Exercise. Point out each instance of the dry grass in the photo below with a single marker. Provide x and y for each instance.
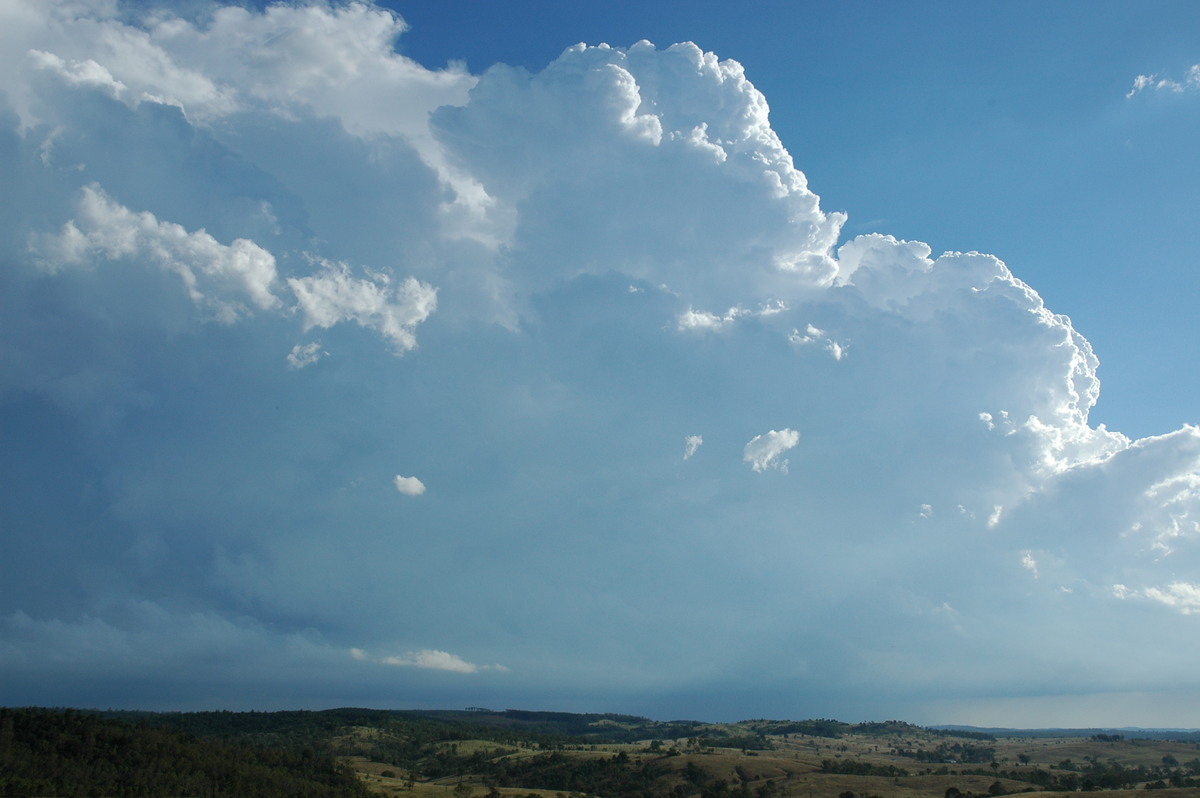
(793, 766)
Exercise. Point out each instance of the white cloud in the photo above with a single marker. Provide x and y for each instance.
(215, 275)
(1155, 83)
(1182, 597)
(727, 221)
(814, 335)
(763, 451)
(334, 295)
(429, 659)
(305, 354)
(538, 201)
(408, 485)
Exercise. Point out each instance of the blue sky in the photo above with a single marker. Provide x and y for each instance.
(411, 355)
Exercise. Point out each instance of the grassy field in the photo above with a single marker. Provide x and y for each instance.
(869, 766)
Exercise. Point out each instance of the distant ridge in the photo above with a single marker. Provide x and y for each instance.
(1186, 735)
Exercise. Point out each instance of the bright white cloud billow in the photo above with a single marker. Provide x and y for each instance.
(408, 485)
(214, 274)
(582, 265)
(334, 295)
(765, 451)
(429, 659)
(1191, 82)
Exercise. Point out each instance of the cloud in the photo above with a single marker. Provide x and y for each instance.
(1155, 83)
(814, 335)
(215, 275)
(305, 354)
(334, 295)
(408, 485)
(1182, 597)
(763, 451)
(163, 477)
(429, 659)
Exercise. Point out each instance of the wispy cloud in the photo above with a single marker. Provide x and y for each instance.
(1191, 82)
(429, 659)
(766, 450)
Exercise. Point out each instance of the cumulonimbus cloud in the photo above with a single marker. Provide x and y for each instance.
(408, 485)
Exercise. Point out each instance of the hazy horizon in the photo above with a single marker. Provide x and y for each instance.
(389, 354)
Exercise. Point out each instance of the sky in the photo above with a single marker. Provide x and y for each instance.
(683, 360)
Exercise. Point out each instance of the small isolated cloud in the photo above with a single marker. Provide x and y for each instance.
(763, 451)
(1156, 83)
(694, 319)
(394, 311)
(408, 485)
(429, 659)
(816, 336)
(1183, 597)
(305, 354)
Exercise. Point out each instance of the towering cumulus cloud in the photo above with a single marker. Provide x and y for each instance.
(252, 261)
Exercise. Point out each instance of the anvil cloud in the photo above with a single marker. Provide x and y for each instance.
(253, 263)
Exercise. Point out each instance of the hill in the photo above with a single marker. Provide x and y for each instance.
(522, 754)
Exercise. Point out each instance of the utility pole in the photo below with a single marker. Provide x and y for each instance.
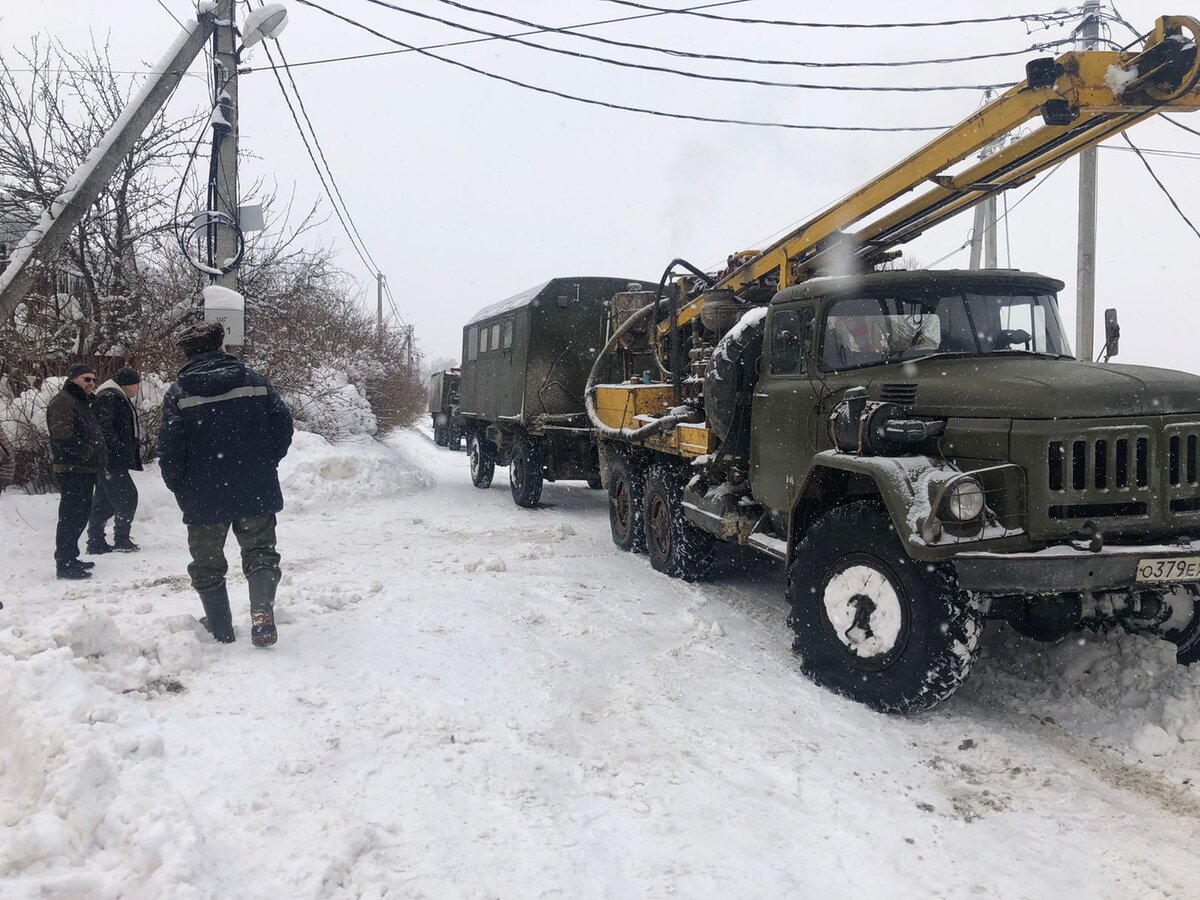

» Problem statement: Your task is to retype the listing exactly, without its pictures.

» Your solution:
Exercise. Point out each instance of the dry grass in the photo below with a single marker. Provide x and y for each instance.
(793, 766)
Exercise. Point out each instance of the white cloud in the photo above with a single marker. Provide x and y for each instance.
(215, 275)
(1155, 83)
(1182, 597)
(727, 221)
(814, 335)
(763, 451)
(334, 295)
(429, 659)
(305, 354)
(538, 201)
(408, 485)
Exercise. Point out each instance of the blue sky in the photo above with a single marker. Provide x and y for each instance.
(411, 355)
Exercise. Point out each instance of the grassy field in the photo above with a single marker. Provide x and y for each instance.
(869, 766)
Exercise. Point out each instance of the distant ridge in the photo above with a single marker. Provide x and y for each instance.
(1186, 735)
Exercise. Point out each instance of the bright white cloud billow in the photo above with a single marker. Provide x and y for each instance.
(408, 485)
(214, 274)
(582, 265)
(334, 295)
(765, 451)
(429, 659)
(1191, 82)
Exercise. Point out each instance of the cloud in the photo above with a single marker. Provide x and y for each instance.
(1155, 83)
(814, 335)
(215, 275)
(305, 354)
(334, 295)
(408, 485)
(1182, 597)
(763, 451)
(163, 477)
(429, 659)
Exercise. Point out each instance of the wispy cloud in the photo above with a single marker. Provide x and y for each instance.
(1191, 82)
(429, 659)
(766, 450)
Exercise. Point out each instance of the cumulonimbus cloud in the photo above with a single marker. Provide x and y for each instance.
(408, 485)
Exercise. Point out each instance of the hazy horizon in the photo above with a single marker. Provide x and y for each instance.
(389, 354)
Exercise. Point out each instance of the sky in the photo above with a single marker. Provide x and y for each instance.
(683, 360)
Exercise. Point out each instance of the small isolated cloud in the photo above with a single marker. Provide x and y for each instance.
(763, 451)
(1156, 83)
(694, 319)
(394, 311)
(408, 485)
(429, 659)
(816, 336)
(1183, 597)
(305, 354)
Exercise. Point out each instance of the towering cumulus cloud in the photo above with a single marker. Provide x and y for each instance.
(252, 261)
Exercise. Point out each instance of the anvil cloud in the photo above with a single marker. Provide x and y for each instance.
(253, 263)
Exercise. Point out each instance of the hill in the photo above with a single marker. Provide x and y for each instance.
(522, 754)
Exercise. Point out each instance of the utility pole in the photo below with a single marker. Provide x and y for each instance.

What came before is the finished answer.